_Exercise objective_. Set down exactly the lines that run from the line with "green willow tree." to the end of the data, and nothing else.

### Recorded information ###

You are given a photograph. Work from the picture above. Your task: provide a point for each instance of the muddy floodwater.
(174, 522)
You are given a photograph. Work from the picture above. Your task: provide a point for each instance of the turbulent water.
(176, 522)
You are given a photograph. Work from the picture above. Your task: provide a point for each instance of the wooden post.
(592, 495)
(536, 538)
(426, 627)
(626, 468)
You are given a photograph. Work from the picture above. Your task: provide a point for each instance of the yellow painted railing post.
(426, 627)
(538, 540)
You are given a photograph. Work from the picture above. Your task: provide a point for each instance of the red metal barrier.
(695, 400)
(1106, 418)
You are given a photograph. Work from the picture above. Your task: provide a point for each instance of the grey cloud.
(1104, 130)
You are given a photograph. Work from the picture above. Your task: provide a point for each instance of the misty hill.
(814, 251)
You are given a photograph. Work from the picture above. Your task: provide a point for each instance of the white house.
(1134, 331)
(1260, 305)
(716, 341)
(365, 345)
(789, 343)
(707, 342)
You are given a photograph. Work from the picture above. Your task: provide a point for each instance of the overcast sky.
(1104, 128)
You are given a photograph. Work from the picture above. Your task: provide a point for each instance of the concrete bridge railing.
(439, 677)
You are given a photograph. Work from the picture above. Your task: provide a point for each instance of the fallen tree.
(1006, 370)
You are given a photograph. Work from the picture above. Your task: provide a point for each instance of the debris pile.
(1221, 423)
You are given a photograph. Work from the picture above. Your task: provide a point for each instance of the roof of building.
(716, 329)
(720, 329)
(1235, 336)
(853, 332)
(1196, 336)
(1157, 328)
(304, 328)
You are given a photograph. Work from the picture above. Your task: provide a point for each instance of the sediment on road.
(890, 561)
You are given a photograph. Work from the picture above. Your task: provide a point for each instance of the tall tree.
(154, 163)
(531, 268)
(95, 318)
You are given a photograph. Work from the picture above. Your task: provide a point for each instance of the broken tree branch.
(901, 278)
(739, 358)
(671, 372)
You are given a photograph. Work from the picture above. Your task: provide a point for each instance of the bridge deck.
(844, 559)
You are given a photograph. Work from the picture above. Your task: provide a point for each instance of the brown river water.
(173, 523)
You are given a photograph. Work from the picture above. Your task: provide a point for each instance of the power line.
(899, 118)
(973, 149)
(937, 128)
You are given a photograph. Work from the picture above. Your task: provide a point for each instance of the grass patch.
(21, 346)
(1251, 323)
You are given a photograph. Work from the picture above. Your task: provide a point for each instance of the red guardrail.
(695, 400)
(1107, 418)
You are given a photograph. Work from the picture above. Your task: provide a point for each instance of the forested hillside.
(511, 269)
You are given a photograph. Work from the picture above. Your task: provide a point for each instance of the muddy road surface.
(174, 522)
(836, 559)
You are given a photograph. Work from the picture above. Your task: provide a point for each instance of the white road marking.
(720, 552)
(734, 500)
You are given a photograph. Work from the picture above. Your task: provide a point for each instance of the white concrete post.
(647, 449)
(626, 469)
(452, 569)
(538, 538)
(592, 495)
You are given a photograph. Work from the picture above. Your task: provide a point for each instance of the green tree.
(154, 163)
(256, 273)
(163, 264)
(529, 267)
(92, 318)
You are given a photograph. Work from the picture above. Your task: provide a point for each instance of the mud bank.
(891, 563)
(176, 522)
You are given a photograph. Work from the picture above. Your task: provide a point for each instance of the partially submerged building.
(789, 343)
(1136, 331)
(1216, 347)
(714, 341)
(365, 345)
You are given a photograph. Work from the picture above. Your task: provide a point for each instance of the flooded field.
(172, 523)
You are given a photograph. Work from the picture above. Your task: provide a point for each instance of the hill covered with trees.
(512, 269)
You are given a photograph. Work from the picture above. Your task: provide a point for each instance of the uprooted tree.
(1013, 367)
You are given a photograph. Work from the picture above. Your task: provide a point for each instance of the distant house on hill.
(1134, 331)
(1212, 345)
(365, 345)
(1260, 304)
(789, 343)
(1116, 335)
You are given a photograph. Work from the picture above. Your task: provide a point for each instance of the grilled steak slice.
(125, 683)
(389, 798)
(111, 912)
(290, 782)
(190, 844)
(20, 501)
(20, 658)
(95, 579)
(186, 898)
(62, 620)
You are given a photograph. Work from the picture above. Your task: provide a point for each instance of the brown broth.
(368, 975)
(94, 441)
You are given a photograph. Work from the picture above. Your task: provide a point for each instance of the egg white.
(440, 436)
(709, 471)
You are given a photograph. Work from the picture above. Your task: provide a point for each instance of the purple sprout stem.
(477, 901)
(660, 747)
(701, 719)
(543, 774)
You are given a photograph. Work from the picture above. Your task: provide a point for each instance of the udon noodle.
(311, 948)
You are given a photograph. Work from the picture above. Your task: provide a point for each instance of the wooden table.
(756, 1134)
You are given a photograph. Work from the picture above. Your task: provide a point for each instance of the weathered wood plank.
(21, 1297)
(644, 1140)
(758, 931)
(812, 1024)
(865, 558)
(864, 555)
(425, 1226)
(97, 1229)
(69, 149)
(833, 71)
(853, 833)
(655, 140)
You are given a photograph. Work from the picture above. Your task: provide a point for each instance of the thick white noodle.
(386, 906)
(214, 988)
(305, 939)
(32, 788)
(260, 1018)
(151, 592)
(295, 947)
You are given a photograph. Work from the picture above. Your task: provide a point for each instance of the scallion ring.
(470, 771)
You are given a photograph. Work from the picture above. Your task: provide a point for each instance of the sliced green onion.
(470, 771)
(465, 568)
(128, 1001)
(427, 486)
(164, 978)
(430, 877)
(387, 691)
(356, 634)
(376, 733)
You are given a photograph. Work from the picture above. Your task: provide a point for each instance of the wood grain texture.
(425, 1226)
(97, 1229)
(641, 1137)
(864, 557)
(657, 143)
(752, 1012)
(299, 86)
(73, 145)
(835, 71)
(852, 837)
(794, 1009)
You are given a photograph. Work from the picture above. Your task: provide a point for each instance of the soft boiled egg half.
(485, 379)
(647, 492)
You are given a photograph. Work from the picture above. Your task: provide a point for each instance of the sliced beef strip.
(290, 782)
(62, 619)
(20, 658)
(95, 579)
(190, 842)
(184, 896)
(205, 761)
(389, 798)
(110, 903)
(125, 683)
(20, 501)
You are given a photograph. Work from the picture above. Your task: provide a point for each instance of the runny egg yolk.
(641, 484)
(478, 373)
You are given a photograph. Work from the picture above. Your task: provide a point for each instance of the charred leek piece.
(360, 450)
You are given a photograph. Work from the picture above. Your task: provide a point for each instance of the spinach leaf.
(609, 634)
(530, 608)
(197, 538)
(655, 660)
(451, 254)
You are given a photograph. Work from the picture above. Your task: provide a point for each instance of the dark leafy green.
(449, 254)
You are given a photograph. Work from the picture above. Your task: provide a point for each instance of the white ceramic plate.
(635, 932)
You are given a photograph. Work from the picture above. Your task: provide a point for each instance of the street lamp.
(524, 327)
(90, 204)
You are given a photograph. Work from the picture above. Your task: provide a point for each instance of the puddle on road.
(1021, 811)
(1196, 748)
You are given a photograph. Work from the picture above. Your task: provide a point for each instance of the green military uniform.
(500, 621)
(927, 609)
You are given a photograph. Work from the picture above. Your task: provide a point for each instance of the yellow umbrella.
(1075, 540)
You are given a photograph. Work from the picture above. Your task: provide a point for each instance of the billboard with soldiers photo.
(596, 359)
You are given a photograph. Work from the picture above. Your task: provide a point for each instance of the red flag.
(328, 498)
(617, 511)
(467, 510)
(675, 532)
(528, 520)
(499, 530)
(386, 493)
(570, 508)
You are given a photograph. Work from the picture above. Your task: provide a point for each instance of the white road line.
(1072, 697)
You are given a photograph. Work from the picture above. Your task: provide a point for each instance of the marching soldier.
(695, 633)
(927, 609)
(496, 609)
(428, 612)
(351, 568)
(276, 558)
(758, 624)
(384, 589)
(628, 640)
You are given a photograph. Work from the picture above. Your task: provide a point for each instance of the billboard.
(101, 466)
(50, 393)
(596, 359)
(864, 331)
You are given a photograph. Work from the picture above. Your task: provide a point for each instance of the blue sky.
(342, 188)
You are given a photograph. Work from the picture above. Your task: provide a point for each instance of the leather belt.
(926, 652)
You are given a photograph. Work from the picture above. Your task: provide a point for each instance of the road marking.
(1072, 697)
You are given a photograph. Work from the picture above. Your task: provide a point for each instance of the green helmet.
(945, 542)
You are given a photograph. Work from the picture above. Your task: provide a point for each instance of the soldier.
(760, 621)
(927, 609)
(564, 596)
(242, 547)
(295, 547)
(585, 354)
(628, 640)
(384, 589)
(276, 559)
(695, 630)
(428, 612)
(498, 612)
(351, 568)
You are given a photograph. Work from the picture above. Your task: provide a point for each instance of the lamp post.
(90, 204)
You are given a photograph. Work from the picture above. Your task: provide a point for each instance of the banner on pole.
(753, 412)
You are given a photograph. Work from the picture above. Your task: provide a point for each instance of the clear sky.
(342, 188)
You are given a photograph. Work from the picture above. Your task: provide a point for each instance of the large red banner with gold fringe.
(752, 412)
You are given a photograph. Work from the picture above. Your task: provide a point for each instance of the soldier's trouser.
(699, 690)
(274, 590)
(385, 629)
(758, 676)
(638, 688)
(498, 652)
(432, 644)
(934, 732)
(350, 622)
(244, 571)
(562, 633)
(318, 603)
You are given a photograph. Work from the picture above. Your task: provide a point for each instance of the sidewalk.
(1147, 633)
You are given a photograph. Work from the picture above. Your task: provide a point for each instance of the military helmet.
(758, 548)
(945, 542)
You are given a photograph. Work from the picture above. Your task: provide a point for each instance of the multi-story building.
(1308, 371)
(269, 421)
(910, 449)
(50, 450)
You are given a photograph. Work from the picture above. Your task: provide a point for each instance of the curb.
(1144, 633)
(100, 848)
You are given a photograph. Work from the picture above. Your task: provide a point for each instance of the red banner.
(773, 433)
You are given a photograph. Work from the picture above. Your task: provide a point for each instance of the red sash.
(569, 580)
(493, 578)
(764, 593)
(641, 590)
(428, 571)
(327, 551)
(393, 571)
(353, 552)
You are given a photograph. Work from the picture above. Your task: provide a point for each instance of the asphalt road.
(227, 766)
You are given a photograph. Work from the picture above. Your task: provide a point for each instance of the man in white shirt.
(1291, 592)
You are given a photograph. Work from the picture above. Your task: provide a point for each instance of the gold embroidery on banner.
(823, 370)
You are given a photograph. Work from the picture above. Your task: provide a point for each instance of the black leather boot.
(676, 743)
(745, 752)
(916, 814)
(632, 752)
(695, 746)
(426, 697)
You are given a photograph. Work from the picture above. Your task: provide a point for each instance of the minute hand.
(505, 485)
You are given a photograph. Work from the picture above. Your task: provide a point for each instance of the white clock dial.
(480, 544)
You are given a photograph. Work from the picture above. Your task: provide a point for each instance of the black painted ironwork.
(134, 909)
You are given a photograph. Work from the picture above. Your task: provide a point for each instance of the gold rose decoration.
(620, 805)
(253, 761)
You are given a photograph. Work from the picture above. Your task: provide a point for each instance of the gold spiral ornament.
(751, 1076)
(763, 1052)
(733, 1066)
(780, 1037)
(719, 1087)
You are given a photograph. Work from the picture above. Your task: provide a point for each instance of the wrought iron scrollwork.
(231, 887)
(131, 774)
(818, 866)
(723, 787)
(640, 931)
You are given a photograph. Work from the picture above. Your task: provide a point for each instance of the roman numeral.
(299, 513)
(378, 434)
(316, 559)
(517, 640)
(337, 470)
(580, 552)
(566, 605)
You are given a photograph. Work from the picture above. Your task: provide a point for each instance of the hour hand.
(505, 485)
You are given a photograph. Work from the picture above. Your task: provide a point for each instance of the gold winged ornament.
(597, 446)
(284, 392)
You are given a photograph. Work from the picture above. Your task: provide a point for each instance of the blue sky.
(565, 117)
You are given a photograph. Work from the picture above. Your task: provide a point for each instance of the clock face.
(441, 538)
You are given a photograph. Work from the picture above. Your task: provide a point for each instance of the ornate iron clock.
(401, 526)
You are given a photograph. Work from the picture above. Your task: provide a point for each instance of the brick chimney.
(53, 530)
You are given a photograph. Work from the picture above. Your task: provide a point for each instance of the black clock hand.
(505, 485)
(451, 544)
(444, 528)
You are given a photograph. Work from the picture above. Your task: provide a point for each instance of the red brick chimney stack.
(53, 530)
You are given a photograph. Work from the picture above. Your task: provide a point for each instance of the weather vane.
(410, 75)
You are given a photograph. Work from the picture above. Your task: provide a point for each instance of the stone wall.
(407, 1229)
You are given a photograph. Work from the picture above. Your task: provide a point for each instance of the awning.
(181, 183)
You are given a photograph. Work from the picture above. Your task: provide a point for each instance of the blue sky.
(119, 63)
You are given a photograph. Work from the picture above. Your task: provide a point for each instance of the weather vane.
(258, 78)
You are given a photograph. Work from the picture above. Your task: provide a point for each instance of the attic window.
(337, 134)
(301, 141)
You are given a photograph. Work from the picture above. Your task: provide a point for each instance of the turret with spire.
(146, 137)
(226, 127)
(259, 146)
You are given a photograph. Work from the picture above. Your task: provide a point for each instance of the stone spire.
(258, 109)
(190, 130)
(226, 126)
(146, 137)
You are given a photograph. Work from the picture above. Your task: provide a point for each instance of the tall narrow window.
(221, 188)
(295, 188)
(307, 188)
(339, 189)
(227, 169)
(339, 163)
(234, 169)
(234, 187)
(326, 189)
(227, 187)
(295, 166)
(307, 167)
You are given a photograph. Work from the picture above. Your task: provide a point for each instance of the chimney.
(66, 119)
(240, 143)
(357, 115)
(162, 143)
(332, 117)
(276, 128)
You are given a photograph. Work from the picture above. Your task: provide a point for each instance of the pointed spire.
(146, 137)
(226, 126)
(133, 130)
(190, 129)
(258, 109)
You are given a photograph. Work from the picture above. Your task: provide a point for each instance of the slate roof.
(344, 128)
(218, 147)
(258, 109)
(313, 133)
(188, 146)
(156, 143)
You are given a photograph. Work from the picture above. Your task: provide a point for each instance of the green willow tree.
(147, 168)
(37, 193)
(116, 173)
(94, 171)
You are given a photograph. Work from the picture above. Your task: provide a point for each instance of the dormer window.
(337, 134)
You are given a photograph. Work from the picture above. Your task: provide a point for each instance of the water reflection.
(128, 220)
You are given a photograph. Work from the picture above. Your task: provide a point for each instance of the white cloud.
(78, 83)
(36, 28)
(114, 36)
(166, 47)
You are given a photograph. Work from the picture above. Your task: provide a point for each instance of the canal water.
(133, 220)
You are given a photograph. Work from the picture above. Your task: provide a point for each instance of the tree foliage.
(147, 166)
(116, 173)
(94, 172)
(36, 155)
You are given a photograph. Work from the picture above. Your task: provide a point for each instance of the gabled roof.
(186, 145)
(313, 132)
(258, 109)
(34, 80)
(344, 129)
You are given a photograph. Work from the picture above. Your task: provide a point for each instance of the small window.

###

_Full solution_.
You are given a photograph. Work from the picture above. Your task: provide a point for each instance of the green willow tree.
(147, 168)
(37, 193)
(116, 173)
(94, 171)
You are given a photograph. Work from the picture above. Your task: provide a point for each instance of the dormer window.
(337, 134)
You are given a photograph. Work from the picture above. Your task: provide a point for each instance of the water reflection.
(128, 220)
You are given a photograph. Work from the picture above. Your task: provide a point for each instance of the white cloud.
(78, 83)
(36, 28)
(114, 36)
(166, 47)
You are given a photograph. Work from the picture above. Your task: provide a point for each instance of the canal water.
(133, 220)
You are given a photograph. Work from the picture above. Your task: provide a point for each instance of the tree foliage.
(147, 166)
(116, 173)
(94, 172)
(36, 155)
You are given a photograph. Work from the picture above. Your task: provide a point for each instance of the gabled roof.
(186, 145)
(313, 132)
(258, 109)
(34, 80)
(344, 129)
You are given a photograph. Work from the picture above. Your task: provide a point for each instance of the small window.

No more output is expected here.